SELECTED EXTRACT —
By Jenn Williams
Emerson College has only ever had one motto: Expression Necessary to Evolution. Although it is a short statement, the history and meaning behind it is actually quite complex. The origins of the motto date back to 1878, when founder Charles Wesley Emerson was working as a minister, attending oratory classes at Boston University, participating in the temperance movement, and giving free lectures on various subjects. The stress of these various duties took a toll on his health, and he found himself unable to continue his ministerial and lecturing activities.
After traveling to New Hampshire and the British Isles to cure his “consumption in an incipient stage, and dyspepsia,” in 1879 he obtained a medical degree at the Eclectic Medical College of Pennsylvania. According to several students, friends, and coworkers, Emerson’s training as a minister, orator, and physician led him to create an educational philosophy that encompassed aspects of all three fields. Emerson believed that it was possible for individuals to train themselves physically, mentally, morally, and spiritually to achieve “perfect altruism,” a state in which their lives were focused solely on helping and elevating others. This, to Emerson, was the zenith of humanity’s evolution—in which the mind, body, and soul were perfected.

EXERCISES TO COMPLETE —
**1)** Translate this sentence from the history of the Emerson College motto into Spanish: "The stress of these various duties took a toll on his health, and he found himself unable to continue his ministerial and lecturing activities."
**2)** According to the history of the Emerson College motto, at which institution did Charles Wesley Emerson obtain a medical degree in 1879?

MATERIAL SUPPLIED —
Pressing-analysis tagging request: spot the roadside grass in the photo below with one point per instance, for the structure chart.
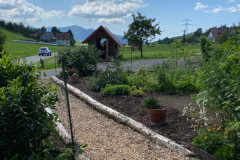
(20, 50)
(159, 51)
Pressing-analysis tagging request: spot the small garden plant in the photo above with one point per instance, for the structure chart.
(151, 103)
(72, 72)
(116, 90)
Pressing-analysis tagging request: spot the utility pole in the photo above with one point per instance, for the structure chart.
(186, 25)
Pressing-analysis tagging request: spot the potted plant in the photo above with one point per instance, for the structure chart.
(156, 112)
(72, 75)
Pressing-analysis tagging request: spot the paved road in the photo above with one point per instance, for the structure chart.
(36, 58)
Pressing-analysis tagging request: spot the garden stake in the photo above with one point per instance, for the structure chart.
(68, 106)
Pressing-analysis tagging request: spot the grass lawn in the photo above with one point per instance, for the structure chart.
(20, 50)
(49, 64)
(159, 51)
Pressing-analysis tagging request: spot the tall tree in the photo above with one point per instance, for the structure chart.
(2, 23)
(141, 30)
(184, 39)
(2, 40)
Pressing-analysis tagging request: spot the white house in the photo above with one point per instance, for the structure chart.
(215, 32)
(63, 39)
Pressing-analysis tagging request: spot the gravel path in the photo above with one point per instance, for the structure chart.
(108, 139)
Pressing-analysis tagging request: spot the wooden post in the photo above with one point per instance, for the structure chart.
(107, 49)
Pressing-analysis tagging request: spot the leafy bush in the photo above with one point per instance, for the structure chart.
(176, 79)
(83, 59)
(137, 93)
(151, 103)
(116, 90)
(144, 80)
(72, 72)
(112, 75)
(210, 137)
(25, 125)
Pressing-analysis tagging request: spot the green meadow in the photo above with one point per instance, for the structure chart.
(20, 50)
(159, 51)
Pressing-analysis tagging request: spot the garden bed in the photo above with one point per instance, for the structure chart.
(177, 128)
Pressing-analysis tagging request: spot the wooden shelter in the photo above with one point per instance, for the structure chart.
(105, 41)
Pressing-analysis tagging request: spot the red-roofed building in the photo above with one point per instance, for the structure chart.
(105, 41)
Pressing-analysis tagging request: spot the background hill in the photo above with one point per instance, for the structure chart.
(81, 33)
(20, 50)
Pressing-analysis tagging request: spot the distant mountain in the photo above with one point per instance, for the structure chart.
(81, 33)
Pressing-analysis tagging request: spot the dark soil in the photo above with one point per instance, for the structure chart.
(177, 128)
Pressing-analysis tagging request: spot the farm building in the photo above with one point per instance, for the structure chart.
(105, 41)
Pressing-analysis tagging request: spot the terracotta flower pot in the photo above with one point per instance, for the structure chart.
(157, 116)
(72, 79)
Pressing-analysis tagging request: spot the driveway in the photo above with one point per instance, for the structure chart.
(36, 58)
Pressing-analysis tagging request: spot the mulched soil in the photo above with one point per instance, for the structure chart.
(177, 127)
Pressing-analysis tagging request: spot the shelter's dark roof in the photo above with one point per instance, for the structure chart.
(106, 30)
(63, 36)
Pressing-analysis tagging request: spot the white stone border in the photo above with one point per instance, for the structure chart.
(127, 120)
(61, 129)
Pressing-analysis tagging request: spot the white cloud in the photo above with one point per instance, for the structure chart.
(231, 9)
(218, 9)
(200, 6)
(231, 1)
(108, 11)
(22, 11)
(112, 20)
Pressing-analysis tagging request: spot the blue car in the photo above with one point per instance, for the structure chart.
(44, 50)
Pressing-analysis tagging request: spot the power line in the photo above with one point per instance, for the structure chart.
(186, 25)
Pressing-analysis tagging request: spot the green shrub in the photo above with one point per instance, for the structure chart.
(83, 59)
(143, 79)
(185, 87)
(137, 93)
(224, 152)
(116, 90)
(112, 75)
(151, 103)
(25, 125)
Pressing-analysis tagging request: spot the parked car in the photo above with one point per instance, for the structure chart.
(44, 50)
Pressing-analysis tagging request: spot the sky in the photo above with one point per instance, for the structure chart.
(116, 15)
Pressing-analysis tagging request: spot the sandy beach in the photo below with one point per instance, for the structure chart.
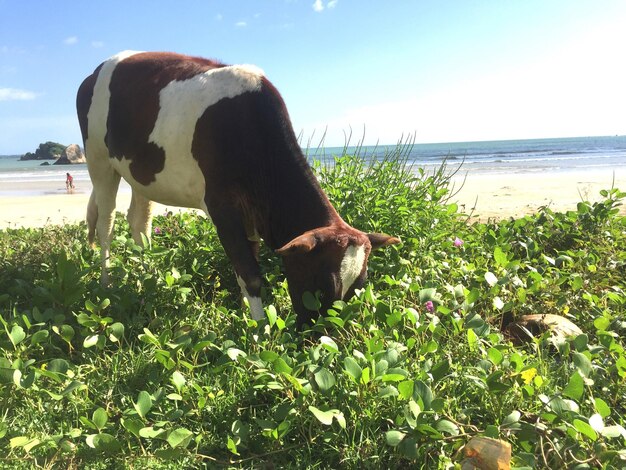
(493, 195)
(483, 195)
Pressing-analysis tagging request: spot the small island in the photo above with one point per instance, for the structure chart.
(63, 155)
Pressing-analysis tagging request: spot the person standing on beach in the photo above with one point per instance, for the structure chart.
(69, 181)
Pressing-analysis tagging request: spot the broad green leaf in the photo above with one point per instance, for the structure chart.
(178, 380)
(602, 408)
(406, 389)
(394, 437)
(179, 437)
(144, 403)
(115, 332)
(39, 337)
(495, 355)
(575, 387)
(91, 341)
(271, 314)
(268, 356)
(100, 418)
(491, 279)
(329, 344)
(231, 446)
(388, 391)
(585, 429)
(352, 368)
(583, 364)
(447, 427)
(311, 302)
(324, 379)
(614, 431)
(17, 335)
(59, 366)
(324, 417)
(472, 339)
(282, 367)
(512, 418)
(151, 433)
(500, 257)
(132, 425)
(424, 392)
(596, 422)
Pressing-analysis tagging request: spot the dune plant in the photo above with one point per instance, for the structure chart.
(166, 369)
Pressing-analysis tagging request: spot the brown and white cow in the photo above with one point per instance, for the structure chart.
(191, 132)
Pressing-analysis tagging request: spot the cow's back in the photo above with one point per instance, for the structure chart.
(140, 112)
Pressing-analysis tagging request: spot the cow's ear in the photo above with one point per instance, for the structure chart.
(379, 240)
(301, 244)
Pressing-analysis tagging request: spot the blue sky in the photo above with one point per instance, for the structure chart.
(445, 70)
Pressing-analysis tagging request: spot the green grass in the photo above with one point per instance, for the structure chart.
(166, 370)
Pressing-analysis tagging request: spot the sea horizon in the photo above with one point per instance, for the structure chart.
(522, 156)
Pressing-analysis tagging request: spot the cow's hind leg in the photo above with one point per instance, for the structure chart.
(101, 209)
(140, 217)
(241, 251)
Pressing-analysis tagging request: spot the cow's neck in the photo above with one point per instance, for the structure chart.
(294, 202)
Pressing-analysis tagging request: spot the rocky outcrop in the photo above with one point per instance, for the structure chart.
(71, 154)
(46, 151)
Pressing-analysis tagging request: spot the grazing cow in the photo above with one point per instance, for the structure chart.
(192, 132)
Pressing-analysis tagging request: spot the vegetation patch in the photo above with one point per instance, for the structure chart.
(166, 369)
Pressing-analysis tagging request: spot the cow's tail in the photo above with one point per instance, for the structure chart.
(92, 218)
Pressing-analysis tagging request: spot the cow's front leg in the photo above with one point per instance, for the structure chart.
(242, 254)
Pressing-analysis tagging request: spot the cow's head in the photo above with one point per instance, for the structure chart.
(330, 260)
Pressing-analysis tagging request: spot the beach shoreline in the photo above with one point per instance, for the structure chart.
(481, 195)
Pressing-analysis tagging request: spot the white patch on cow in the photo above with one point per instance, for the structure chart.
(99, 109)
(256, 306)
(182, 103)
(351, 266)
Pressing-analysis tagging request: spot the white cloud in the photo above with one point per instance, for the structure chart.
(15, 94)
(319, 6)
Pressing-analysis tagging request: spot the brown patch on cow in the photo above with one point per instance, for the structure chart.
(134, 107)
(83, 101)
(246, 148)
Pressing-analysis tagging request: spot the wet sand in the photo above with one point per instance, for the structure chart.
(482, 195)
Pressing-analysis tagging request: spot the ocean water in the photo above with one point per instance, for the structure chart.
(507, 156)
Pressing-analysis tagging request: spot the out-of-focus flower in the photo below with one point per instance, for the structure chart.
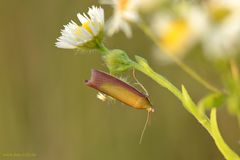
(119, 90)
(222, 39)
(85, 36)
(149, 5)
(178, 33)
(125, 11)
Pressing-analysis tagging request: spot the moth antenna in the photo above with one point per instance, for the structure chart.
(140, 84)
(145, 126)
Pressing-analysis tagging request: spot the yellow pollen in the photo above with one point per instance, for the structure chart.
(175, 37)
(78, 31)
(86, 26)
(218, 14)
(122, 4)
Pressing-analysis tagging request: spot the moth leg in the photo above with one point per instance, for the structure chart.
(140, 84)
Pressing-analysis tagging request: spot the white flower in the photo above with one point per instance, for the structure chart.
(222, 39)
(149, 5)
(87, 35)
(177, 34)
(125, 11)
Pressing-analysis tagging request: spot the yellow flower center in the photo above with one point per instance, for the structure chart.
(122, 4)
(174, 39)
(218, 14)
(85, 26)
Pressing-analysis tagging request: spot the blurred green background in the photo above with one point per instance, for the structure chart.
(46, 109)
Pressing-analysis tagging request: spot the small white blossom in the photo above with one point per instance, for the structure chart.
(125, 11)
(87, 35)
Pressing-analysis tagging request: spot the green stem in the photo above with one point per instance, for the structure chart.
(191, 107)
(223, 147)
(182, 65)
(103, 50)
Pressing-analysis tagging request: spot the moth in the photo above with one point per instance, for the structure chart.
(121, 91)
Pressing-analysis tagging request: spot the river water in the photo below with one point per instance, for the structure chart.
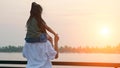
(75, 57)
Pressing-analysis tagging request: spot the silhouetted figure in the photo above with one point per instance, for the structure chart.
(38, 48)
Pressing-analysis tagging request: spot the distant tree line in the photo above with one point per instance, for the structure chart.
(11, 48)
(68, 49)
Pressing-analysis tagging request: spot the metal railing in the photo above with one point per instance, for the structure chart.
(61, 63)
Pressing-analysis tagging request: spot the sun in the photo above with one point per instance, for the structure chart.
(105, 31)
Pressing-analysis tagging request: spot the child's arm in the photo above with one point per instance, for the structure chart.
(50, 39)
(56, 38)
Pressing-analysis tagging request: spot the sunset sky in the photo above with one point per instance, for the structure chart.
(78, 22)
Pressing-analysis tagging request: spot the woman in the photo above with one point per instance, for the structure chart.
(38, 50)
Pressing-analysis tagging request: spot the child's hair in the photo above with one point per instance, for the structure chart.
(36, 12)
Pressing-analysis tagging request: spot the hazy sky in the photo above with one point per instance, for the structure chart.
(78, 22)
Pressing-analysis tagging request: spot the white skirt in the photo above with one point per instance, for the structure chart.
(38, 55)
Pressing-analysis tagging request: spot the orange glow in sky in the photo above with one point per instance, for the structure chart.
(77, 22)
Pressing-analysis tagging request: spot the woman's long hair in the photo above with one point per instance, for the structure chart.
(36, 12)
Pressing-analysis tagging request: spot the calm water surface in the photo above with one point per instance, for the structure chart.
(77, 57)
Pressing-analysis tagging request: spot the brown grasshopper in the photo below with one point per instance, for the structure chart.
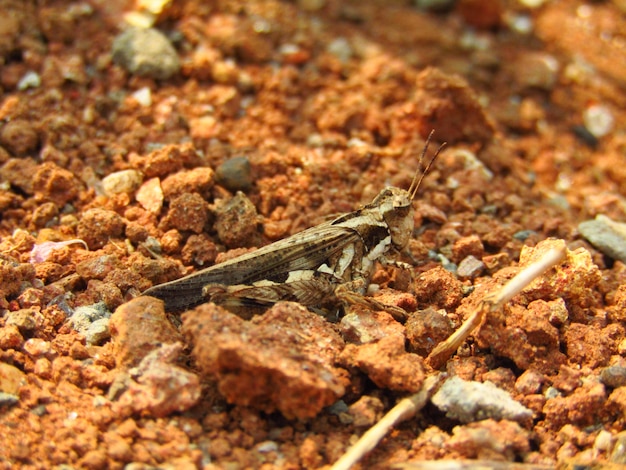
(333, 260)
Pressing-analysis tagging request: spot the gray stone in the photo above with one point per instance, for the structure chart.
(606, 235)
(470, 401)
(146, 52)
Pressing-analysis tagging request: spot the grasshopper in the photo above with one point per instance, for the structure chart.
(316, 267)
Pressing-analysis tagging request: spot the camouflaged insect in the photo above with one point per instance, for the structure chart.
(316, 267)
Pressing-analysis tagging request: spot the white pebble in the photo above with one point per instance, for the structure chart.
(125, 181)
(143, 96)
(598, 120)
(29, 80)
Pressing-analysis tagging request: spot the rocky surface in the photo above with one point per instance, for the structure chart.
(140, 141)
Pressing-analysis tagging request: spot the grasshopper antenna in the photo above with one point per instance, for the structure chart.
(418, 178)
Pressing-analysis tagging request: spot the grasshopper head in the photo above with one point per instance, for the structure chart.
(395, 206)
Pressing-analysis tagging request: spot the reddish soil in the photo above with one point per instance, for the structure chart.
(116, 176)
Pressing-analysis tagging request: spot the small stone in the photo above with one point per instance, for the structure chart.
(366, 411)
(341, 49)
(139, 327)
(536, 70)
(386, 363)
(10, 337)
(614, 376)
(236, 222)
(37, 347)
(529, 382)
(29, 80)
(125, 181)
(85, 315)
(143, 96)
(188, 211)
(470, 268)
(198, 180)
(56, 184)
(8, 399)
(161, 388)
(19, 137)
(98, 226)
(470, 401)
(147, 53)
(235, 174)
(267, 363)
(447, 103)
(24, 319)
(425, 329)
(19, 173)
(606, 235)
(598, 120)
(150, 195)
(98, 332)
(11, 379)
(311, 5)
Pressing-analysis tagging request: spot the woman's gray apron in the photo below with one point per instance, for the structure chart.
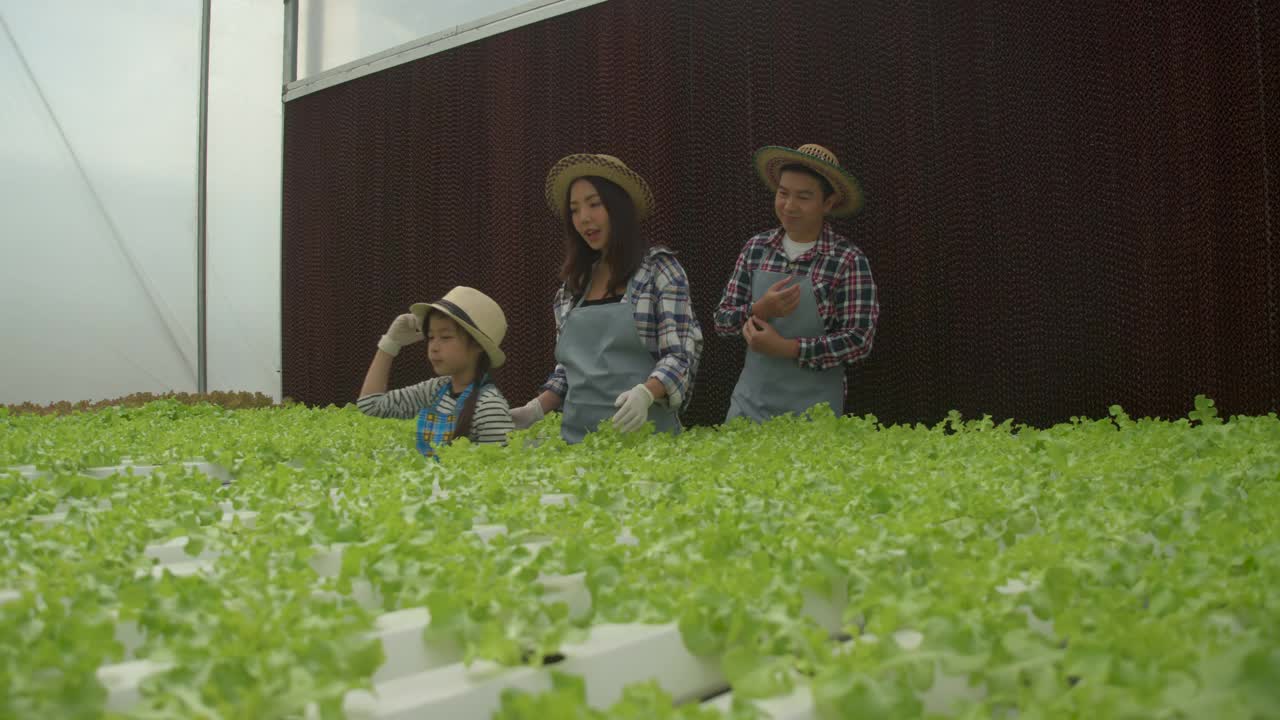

LIST OF SOLUTIONS —
**1)** El estrés de estas diversas obligaciones afectó su salud, y se vio incapaz de continuar con sus actividades como ministro y conferenciante.

**2)** The Eclectic Medical College of Pennsylvania.